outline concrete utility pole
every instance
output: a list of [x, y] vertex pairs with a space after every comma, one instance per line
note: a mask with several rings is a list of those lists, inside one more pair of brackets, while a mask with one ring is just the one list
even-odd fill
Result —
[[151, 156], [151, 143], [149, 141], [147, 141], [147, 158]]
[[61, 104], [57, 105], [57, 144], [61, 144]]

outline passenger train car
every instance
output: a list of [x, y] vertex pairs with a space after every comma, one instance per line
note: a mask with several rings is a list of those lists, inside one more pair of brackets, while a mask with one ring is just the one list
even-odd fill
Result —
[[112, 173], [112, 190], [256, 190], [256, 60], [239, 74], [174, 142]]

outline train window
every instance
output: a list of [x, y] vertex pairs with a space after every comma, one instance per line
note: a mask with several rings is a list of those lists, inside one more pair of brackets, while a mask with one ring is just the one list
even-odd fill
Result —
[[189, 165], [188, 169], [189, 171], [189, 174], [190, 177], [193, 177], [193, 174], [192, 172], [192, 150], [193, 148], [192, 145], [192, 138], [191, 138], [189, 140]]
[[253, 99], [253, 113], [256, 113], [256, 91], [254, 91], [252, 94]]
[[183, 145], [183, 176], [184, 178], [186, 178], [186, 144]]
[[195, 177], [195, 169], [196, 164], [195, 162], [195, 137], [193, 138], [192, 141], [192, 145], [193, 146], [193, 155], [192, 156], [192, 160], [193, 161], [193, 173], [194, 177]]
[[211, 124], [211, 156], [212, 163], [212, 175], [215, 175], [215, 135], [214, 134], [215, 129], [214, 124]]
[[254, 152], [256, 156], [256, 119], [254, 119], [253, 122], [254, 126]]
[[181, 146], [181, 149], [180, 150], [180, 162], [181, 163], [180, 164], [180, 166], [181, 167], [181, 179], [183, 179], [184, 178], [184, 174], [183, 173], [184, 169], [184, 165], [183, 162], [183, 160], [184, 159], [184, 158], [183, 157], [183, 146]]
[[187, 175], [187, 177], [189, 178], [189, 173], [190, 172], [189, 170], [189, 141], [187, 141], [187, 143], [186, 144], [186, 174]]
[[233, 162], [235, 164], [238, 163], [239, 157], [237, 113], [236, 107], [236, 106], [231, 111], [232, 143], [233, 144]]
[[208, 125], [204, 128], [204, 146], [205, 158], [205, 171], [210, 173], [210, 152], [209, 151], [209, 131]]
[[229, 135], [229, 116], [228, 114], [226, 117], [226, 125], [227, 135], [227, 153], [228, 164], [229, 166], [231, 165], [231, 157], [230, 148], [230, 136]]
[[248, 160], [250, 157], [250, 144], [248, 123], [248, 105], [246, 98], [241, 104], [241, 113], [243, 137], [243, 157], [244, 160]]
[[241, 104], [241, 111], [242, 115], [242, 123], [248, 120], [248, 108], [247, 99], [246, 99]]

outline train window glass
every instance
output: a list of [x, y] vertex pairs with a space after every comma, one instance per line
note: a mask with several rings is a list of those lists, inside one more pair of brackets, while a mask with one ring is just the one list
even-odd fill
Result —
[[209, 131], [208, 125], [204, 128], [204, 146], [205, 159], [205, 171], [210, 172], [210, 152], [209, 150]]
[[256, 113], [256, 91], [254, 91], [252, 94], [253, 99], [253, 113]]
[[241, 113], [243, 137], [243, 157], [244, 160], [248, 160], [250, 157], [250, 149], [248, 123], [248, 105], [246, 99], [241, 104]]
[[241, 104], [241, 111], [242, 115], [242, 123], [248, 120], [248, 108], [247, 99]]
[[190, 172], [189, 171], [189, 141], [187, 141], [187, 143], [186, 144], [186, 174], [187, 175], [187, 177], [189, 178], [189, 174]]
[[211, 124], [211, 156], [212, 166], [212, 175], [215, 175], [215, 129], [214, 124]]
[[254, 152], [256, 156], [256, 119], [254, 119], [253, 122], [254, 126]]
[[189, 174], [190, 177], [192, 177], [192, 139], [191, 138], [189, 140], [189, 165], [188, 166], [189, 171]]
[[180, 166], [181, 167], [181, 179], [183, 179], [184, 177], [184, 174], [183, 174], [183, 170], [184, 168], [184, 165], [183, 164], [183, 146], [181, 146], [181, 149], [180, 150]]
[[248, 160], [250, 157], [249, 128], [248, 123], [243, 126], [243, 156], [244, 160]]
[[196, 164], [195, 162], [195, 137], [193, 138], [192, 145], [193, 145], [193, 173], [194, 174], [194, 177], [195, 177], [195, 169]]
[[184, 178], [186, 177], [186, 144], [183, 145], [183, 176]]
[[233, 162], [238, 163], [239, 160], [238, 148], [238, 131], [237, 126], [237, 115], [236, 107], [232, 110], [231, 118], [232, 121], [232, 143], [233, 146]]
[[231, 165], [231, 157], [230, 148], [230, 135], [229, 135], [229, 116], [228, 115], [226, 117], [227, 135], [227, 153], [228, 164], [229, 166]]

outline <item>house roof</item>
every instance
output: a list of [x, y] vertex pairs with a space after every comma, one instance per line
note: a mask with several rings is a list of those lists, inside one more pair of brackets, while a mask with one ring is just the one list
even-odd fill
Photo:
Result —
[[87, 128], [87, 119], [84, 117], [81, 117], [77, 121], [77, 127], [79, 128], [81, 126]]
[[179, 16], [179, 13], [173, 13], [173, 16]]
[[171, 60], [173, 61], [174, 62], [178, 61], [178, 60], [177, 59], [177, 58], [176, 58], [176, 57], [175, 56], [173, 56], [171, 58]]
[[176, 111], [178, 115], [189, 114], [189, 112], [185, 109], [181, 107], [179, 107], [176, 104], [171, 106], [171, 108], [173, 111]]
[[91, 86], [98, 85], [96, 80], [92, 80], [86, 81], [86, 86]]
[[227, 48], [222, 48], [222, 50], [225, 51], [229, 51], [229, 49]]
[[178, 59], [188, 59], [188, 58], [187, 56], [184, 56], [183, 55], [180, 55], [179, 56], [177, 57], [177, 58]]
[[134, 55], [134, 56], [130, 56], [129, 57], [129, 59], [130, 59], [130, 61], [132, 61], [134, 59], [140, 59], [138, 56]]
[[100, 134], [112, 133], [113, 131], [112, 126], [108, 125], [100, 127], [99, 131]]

· · ·

## What the exercise asks
Set out the entries above as a numbered list, from the first line through the line containing "74], [174, 142]]", leaving out blank lines.

## Task answer
1. outline concrete utility pole
2. every instance
3. output: a list of [x, y] vertex pairs with a space after every comma, one instance per line
4. note: a mask with several rings is a list of those lists, inside one more pair of brackets, while a mask with one ring is just the one list
5. even-odd fill
6. Result —
7. [[151, 156], [151, 143], [149, 141], [147, 141], [147, 158]]
8. [[61, 104], [57, 105], [57, 144], [61, 144]]
9. outline passenger train car
10. every instance
11. output: a list of [x, y] vertex pairs with a space after every comma, one instance per line
12. note: a mask with several rings is a list of those lists, inside one more pair of brackets, while a mask with one ring is just the one list
13. even-odd fill
14. Result —
15. [[112, 173], [112, 190], [256, 190], [256, 60], [239, 74], [174, 142]]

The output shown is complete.